**Raw records**

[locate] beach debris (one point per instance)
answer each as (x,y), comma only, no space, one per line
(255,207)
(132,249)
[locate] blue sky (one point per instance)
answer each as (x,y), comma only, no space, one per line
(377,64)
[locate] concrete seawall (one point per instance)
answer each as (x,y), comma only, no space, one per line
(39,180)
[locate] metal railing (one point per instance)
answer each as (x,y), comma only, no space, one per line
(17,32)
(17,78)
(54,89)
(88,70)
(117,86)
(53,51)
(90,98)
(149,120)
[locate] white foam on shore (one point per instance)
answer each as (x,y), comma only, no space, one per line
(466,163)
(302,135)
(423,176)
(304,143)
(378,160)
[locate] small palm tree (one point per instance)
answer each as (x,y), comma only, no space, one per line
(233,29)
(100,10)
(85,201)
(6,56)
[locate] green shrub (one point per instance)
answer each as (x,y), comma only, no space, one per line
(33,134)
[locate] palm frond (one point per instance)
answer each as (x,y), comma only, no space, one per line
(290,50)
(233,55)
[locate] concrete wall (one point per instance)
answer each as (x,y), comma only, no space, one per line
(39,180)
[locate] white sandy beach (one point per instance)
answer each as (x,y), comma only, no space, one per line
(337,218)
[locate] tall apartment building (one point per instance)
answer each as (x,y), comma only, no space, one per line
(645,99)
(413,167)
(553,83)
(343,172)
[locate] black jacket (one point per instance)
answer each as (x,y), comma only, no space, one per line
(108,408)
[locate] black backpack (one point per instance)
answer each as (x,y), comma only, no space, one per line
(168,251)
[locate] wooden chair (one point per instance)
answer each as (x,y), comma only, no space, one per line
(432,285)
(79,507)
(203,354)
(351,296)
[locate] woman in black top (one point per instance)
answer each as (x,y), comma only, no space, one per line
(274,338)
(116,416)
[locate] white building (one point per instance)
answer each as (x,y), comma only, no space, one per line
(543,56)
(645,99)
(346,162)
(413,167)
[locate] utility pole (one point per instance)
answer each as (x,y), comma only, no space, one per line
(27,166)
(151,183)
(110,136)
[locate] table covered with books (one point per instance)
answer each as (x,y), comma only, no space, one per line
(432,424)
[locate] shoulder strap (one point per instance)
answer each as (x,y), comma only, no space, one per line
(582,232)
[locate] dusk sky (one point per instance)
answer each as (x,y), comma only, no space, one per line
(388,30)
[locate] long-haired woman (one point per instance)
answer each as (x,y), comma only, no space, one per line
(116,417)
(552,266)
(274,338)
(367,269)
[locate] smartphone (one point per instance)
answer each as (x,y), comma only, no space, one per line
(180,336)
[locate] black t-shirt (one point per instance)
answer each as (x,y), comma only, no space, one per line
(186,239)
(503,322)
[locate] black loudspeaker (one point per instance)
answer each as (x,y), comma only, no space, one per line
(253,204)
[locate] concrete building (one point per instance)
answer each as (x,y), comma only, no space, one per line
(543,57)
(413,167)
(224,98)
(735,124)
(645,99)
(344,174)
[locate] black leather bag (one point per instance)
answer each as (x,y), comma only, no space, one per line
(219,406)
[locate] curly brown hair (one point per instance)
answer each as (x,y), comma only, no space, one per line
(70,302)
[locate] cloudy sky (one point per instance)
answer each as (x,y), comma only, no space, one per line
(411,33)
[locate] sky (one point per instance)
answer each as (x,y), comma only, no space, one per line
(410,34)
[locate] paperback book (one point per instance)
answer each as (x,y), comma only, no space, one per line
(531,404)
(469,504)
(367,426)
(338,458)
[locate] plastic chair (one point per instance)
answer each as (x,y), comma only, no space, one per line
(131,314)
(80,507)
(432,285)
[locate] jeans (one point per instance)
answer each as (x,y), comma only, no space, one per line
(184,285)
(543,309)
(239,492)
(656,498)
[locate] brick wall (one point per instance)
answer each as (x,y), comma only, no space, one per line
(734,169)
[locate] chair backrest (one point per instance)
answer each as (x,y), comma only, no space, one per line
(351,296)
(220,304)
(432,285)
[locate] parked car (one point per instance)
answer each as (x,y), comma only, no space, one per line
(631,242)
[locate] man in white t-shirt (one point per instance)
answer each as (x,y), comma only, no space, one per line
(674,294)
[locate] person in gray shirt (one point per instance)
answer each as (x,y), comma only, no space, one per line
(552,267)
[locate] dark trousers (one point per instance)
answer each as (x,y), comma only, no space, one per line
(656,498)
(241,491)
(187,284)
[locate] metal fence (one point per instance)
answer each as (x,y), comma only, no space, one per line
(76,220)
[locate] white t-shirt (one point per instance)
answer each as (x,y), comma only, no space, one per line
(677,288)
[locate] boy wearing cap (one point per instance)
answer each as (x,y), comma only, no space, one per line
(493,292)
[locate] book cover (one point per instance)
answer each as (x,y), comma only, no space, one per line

**Your task**
Nothing may be left out: return each entry exactly as it reads.

**The answer**
[locate] beach debris (one point per instance)
answer each as (x,y), comma only, no space, one per line
(255,207)
(132,249)
[locate] blue sky (one point per instance)
answer each as (x,y), comma only, no space, one per line
(377,64)
[locate] concrete seawall (one point per instance)
answer each as (x,y), comma only, no space, one per line
(39,180)
[locate] metal railing (one point per instance)
answer each as (x,y), comma only, no space, one per line
(17,32)
(17,78)
(54,89)
(88,70)
(117,86)
(53,51)
(90,98)
(149,120)
[locate] white foam on shore (one point per instance)
answer each as (x,y), comma only, no space, one per line
(466,163)
(302,135)
(423,176)
(304,143)
(378,160)
[locate] small palm tree (one point per instance)
answer each as (x,y), comma only, no space, one per line
(233,29)
(100,10)
(85,201)
(6,56)
[locate] green shrub (one point per instance)
answer each as (x,y), comma only, no space, one per line
(33,134)
[locate] palm frond (one point per instance)
answer each as (x,y), comma only, no space, one per line
(290,50)
(233,55)
[locate] concrete wall (one point per instance)
answer each as (x,y), comma only, no space, one per line
(39,180)
[locate] white sandy beach (one point per instance)
answer each as (x,y), comma only, no space, one per line
(337,218)
[locate] tall apartment building (one point per instance)
answer each as (x,y), comma only, no space, one per line
(645,99)
(413,167)
(553,83)
(343,172)
[locate] black jacket (one point per instance)
answer each as (x,y), comma only, no space, one per line
(108,408)
[locate] black backpack (one point per instance)
answer each as (x,y), comma only, no space, one per line
(168,251)
[locate] wooden chair (one point per instance)
answer each as (x,y), comma only, no space, one per line
(432,285)
(79,507)
(203,354)
(351,296)
[locate] woman in black top (one point per instance)
answer each as (x,y), comma only, no space, one per line
(274,338)
(116,416)
[locate] white building (one point per instance)
answer each as (x,y), comma only, no space, one per line
(543,56)
(645,99)
(346,162)
(413,167)
[locate] utility pole (one point per instance)
answer each as (x,y), comma only, no space, one per line
(27,166)
(151,183)
(110,136)
[locate] table covered with books (one point per instance)
answer each as (x,y), comma only, no space, one per line
(432,424)
[locate] shoulder strap (one point per instance)
answer each as (x,y), comma only, no space, one per line
(582,232)
[locate] dusk sky (one point per instance)
answer each as (x,y), comma only, no space, one per line
(388,30)
[locate] long-haired woman (one point per instance)
answer each as (x,y), comma only, no space, one per line
(116,417)
(552,266)
(274,338)
(367,269)
[locate] smartphone (one point per instance)
answer each as (x,y), comma only, no space, one per line
(180,336)
[locate] black t-shirt (one point per instance)
answer each as (x,y), comma only, no space, one per line
(186,239)
(503,322)
[locate] black loudspeaker (one point per instance)
answer each as (x,y), comma only, no space, one per line
(253,204)
[locate] concrete building (one point per instance)
answer each as (x,y), comma only, no space, one per line
(543,57)
(413,167)
(224,98)
(735,124)
(645,99)
(344,174)
[locate] black leather bag (one point per instance)
answer each as (x,y), comma only, no space, one per line
(219,406)
[locate] curly brown hair (one point per instance)
answer each as (x,y), comma only, no space, one per line
(70,302)
[locate] cloudy sky (one point per instance)
answer each as (x,y), comma only, no space, one per line
(411,33)
[locate] sky (one point per instance)
answer each as (x,y), comma only, no space, one per line
(410,34)
[locate] paperback book (one point per instance)
answer each as (x,y), comma only, no space, one per line
(531,404)
(469,504)
(367,426)
(338,458)
[locate] plastic chair (one point per instance)
answer each as (x,y), comma only, no space, one per line
(131,314)
(80,507)
(432,285)
[locate] jeans (one point per instance)
answer each as (x,y), comma only, no space, one per line
(184,285)
(543,309)
(239,492)
(656,498)
[locate] brick wall (one point per instance)
answer each as (x,y), comma only, no space, one per line
(734,169)
[locate] chair backrest (one point per instance)
answer each as (x,y), comma only, no space, one per line
(351,296)
(220,304)
(432,285)
[locate] parked car (one point per instance)
answer each as (x,y), comma only, no space, one per line
(631,242)
[locate] man in white t-shirt (one point per instance)
answer each as (x,y), comma only, no space, one per line
(674,294)
[locate] person in gray shirt (one point per instance)
answer each as (x,y), comma only, no space, one per line
(552,267)
[locate] dark trousers (one point per instance)
answer each as (x,y), comma only, no space, one per line
(656,498)
(241,491)
(187,284)
[locate] metal fence (one point per instance)
answer each as (x,y), comma only, no space, one per line
(76,220)
[locate] white t-shirt (one point per instance)
answer each as (x,y), comma only, no space, one per line
(677,288)
[locate] boy wearing cap (one point per instance)
answer each as (x,y), comma only, no space, one per line
(493,292)
[locate] book cover (one point per instance)
answer each as (x,y), comma only, no space, one per line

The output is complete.